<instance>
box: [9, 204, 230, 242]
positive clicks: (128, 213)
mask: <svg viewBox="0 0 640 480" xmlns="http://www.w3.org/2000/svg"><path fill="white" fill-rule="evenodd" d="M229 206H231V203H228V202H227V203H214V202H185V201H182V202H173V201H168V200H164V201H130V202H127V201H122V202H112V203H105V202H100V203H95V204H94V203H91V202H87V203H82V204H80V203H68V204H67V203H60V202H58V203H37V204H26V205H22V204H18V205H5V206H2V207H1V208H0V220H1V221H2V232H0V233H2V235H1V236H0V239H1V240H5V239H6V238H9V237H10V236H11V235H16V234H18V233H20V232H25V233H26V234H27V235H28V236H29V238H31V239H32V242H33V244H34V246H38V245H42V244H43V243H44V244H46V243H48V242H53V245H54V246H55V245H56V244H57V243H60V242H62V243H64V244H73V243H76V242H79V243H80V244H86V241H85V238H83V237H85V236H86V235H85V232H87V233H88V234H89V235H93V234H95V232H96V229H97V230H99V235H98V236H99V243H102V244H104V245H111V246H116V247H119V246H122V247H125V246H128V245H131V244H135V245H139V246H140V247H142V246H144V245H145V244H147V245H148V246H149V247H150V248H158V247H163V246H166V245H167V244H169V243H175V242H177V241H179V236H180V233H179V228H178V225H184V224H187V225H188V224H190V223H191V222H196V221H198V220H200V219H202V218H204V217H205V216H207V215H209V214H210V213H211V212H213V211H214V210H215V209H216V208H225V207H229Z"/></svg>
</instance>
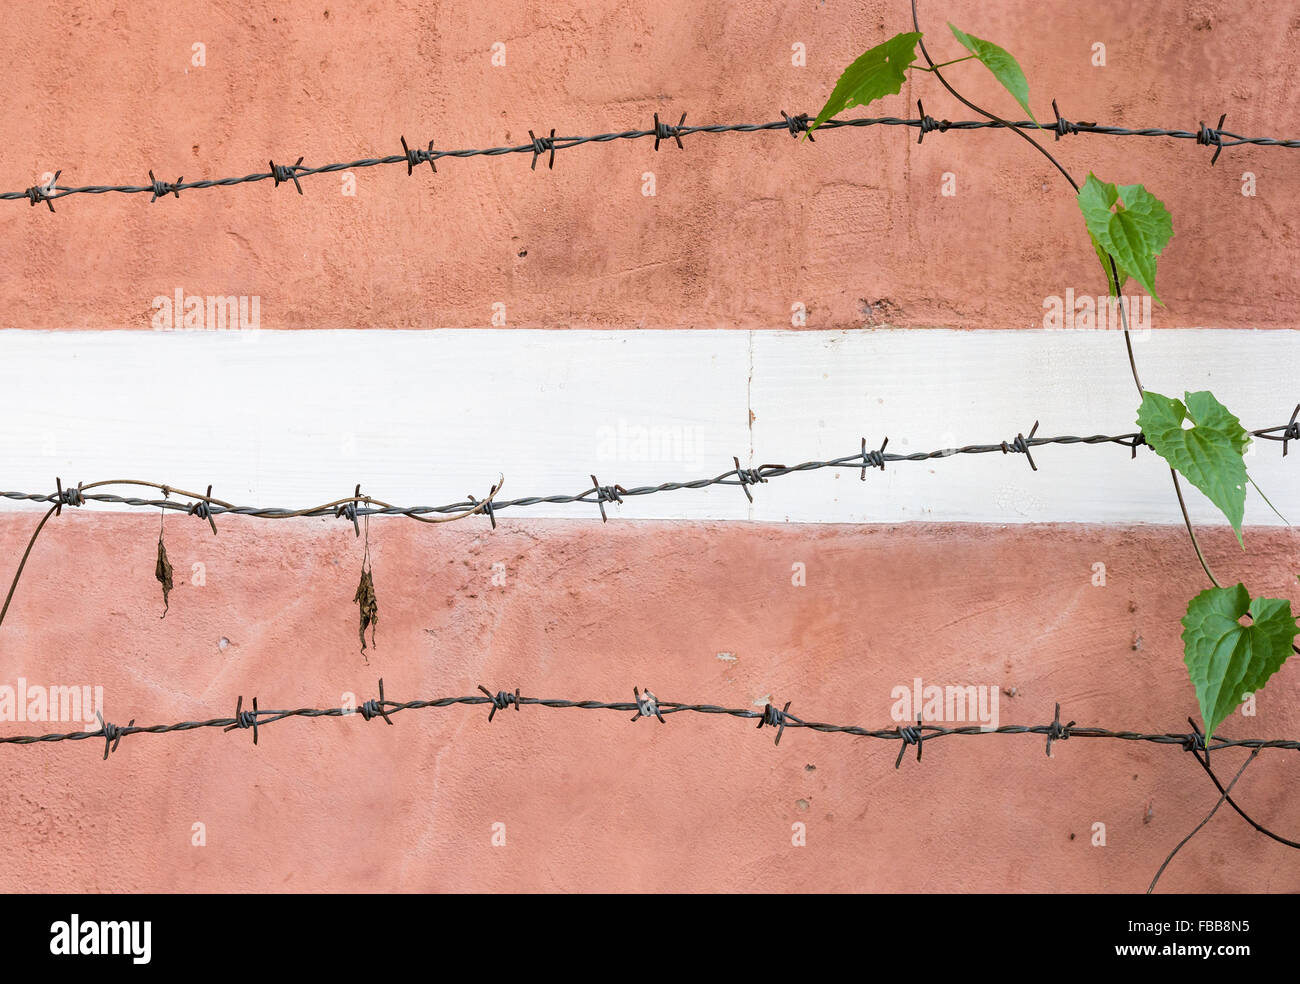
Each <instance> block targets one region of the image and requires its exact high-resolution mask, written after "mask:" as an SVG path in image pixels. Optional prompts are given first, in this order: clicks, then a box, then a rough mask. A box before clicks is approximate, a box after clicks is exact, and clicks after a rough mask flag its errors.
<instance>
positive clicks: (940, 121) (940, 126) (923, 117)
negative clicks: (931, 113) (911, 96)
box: [917, 99, 953, 143]
mask: <svg viewBox="0 0 1300 984" xmlns="http://www.w3.org/2000/svg"><path fill="white" fill-rule="evenodd" d="M917 112H918V113H920V133H919V134H917V143H920V142H922V140H924V139H926V134H928V133H933V131H935V130H939V133H946V131H948V127H949V126H952V125H953V123H952V121H949V120H936V118H935V117H932V116H930V114H928V113H927V112H926V107H923V105H922V104H920V100H919V99H918V100H917Z"/></svg>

Exercise aim >> Reproduce every record word for word. The copy must contain no pictures.

Problem solution >>
<instance>
box: [9, 204, 230, 242]
positive clicks: (128, 213)
mask: <svg viewBox="0 0 640 480" xmlns="http://www.w3.org/2000/svg"><path fill="white" fill-rule="evenodd" d="M229 206H231V203H228V202H227V203H214V202H185V201H182V202H173V201H168V200H164V201H130V202H127V201H122V202H112V203H105V202H100V203H95V204H94V203H91V202H87V203H82V204H80V203H68V204H67V203H60V202H58V203H37V204H26V205H22V204H18V205H5V206H2V207H1V208H0V220H1V221H2V232H0V233H2V235H1V236H0V239H1V240H5V239H6V238H9V237H10V236H11V235H16V234H18V233H20V232H25V233H26V234H27V235H28V236H29V238H31V239H32V242H33V244H34V246H38V245H42V244H43V243H44V244H46V243H48V242H53V245H54V246H55V245H56V244H57V243H60V242H62V243H64V244H73V243H76V242H79V243H80V244H86V241H85V238H83V237H85V236H86V235H85V232H87V233H88V234H89V235H93V234H95V232H96V229H97V230H99V235H98V236H99V243H102V244H104V245H111V246H116V247H119V246H122V247H125V246H128V245H131V244H135V245H139V246H140V247H142V246H144V245H145V244H147V245H148V246H149V247H150V248H158V247H163V246H166V245H167V244H169V243H175V242H177V241H179V236H180V233H179V228H178V225H184V224H187V225H188V224H190V223H191V222H196V221H198V220H200V219H202V218H204V217H205V216H207V215H209V214H210V213H211V212H213V211H214V210H215V209H216V208H225V207H229Z"/></svg>
</instance>
Each <instance> block targets one region of the image and requires its exact high-resolution mask, written after "mask:" as an SVG path in image pixels. Optional prompts are given first, in this order: clicks, then a box, then a rough mask. A box before clicks is approximate, a box after clicks is exact, and clicks after a rough mask flag its errors.
<instance>
positive clicks: (940, 121) (940, 126) (923, 117)
negative clicks: (931, 113) (911, 96)
box: [917, 99, 953, 143]
mask: <svg viewBox="0 0 1300 984" xmlns="http://www.w3.org/2000/svg"><path fill="white" fill-rule="evenodd" d="M917 112H918V113H920V133H919V134H917V143H920V142H922V140H924V139H926V134H928V133H933V131H935V130H939V133H946V131H948V127H949V126H952V125H953V123H952V121H949V120H936V118H935V117H932V116H930V114H928V113H927V112H926V107H923V105H922V104H920V100H919V99H918V100H917Z"/></svg>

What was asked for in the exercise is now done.